§ AIM OF THE TASK: Begin at the line containing "Target: wet sand" in the data below and go on through the line containing "Confirm that each instance of the turtle shell", repeating each line exactly; include both ends and no other line.

+++ GIVEN RECORDS

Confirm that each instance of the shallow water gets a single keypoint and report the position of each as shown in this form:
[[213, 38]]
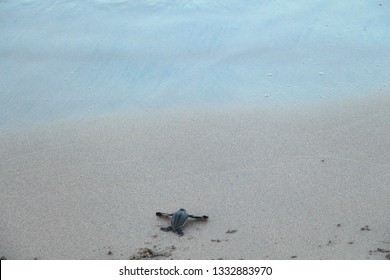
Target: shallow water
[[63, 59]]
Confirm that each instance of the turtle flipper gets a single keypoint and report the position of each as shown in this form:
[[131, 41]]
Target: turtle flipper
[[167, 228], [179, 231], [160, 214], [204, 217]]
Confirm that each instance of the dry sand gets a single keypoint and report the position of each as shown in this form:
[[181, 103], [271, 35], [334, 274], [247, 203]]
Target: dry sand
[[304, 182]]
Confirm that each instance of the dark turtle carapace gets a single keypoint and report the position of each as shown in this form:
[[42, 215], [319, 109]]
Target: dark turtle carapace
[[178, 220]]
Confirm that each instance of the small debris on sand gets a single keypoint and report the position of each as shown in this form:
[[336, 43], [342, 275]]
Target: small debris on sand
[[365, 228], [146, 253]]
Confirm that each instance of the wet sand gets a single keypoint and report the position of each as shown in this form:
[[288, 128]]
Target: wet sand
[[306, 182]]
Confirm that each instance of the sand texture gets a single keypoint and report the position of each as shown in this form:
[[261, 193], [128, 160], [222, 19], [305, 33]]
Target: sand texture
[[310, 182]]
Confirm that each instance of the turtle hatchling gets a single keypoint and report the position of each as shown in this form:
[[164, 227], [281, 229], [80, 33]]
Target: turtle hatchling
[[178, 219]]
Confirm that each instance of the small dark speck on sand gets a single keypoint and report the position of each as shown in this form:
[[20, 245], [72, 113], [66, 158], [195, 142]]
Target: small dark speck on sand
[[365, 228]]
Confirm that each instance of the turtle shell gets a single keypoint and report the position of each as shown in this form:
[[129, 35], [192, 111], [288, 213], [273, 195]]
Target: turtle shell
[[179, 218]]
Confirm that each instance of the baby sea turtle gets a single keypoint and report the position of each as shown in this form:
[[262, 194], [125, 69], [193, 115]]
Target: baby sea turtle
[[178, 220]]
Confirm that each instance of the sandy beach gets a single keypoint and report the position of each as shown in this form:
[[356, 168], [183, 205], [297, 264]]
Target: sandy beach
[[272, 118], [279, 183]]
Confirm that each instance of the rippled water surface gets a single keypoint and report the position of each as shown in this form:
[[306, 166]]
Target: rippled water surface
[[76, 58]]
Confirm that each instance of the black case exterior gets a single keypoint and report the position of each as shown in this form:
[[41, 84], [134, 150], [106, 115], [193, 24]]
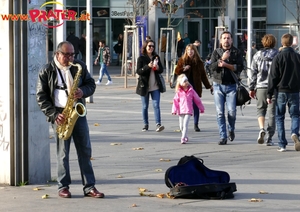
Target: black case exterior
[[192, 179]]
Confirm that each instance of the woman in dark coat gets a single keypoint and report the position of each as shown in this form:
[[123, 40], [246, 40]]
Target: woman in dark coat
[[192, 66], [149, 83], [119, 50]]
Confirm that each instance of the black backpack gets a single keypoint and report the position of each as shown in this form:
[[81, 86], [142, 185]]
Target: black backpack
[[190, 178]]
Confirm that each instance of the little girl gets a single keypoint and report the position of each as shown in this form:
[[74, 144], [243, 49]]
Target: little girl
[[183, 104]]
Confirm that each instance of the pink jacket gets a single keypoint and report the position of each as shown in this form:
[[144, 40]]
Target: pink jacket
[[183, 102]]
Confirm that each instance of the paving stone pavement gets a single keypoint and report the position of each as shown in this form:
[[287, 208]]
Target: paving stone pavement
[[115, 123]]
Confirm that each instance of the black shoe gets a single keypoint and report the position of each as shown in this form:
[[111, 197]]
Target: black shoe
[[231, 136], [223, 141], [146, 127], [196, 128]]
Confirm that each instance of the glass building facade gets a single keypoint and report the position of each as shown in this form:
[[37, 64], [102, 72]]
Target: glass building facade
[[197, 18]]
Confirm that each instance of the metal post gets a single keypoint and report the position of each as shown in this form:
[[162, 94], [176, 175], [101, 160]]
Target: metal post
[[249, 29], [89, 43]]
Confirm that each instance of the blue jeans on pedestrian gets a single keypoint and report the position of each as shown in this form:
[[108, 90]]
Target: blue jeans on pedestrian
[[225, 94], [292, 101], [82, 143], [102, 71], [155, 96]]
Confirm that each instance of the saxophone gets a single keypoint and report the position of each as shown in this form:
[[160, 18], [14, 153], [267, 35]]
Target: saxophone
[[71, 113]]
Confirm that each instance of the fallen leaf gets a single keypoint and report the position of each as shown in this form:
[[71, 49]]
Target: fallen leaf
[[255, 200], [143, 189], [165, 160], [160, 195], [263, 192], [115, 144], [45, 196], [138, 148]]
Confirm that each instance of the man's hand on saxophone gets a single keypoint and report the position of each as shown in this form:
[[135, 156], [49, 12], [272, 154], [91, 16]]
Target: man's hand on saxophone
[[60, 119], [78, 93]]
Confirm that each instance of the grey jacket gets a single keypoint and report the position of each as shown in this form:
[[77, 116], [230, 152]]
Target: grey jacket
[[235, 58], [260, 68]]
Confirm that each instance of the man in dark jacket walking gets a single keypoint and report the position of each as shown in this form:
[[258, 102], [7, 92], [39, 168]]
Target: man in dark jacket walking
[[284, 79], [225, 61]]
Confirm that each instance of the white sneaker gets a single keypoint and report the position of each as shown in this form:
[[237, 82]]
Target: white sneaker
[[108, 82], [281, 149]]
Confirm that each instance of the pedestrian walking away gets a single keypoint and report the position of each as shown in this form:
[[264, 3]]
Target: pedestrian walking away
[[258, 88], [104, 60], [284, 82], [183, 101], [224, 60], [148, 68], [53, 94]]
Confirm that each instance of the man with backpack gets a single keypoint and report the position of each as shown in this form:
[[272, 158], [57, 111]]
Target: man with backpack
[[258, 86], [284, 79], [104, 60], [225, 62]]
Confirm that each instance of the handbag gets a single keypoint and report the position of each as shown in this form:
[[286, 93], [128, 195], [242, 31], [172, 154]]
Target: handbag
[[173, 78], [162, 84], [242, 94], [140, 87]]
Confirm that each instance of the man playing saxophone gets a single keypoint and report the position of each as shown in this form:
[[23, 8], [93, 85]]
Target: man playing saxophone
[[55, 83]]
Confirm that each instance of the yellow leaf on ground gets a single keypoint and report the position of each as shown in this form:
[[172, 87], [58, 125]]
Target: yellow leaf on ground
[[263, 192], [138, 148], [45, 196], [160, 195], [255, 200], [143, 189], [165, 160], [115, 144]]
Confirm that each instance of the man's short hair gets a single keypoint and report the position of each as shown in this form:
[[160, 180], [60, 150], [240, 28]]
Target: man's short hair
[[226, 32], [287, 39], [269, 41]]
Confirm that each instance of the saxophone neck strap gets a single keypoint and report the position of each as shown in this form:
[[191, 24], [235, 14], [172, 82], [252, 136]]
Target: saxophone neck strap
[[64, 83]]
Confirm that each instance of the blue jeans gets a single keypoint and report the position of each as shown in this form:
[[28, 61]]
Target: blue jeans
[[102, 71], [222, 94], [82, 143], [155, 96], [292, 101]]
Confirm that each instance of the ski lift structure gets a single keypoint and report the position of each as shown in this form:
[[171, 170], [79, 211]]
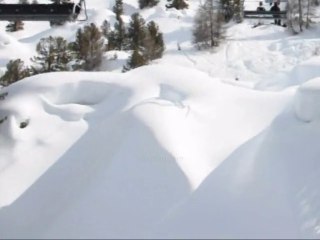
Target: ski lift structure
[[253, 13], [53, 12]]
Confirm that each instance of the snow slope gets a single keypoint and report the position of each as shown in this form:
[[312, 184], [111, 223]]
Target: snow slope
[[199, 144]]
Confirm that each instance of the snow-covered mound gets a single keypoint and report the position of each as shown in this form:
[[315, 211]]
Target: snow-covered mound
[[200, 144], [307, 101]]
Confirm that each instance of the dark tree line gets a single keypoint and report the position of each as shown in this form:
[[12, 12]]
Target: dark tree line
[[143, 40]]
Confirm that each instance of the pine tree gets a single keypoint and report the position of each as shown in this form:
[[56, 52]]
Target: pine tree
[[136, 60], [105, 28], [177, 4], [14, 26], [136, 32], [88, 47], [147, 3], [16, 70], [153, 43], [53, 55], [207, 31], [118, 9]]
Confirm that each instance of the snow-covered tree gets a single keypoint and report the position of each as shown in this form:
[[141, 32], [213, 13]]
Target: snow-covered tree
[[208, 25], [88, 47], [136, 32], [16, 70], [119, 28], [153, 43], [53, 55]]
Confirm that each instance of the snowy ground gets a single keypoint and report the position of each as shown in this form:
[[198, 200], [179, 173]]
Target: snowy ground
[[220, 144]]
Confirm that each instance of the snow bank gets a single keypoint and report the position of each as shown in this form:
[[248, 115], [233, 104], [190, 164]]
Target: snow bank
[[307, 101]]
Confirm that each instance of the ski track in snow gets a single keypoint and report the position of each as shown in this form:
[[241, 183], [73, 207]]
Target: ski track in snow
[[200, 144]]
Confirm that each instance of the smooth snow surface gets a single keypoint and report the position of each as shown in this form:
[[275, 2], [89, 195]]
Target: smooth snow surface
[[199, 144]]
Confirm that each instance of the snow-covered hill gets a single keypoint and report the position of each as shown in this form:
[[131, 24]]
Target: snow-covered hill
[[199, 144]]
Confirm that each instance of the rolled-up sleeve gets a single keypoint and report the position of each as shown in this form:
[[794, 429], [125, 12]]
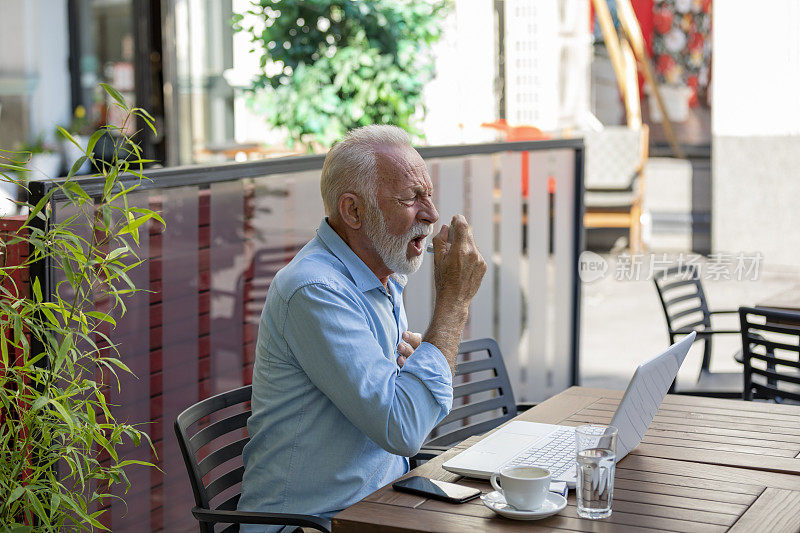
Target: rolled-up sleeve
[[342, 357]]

++++++

§ THE COMPLETED TASK:
Target: wet sand
[[306, 182]]
Confirm that each instance of the sand texture gets a single keypoint and report the position of each as shown in this form:
[[261, 193], [128, 160], [222, 19], [305, 33]]
Target: sand texture
[[310, 182]]
Confirm that each instance of the turtle hatchling gets a single keypoint and report the position of each as shown in this form:
[[164, 227], [281, 229], [80, 33]]
Target: turtle hatchling
[[178, 219]]
Confirm that each instance of the small dark speck on sand gets a single keypoint and report the position of each as shown in this form:
[[20, 245], [72, 113], [66, 158], [195, 142]]
Target: small dark speck on sand
[[365, 228]]
Confirm that each instance of the turtle shell gets a single keypoint and report the position of each as shown in this form:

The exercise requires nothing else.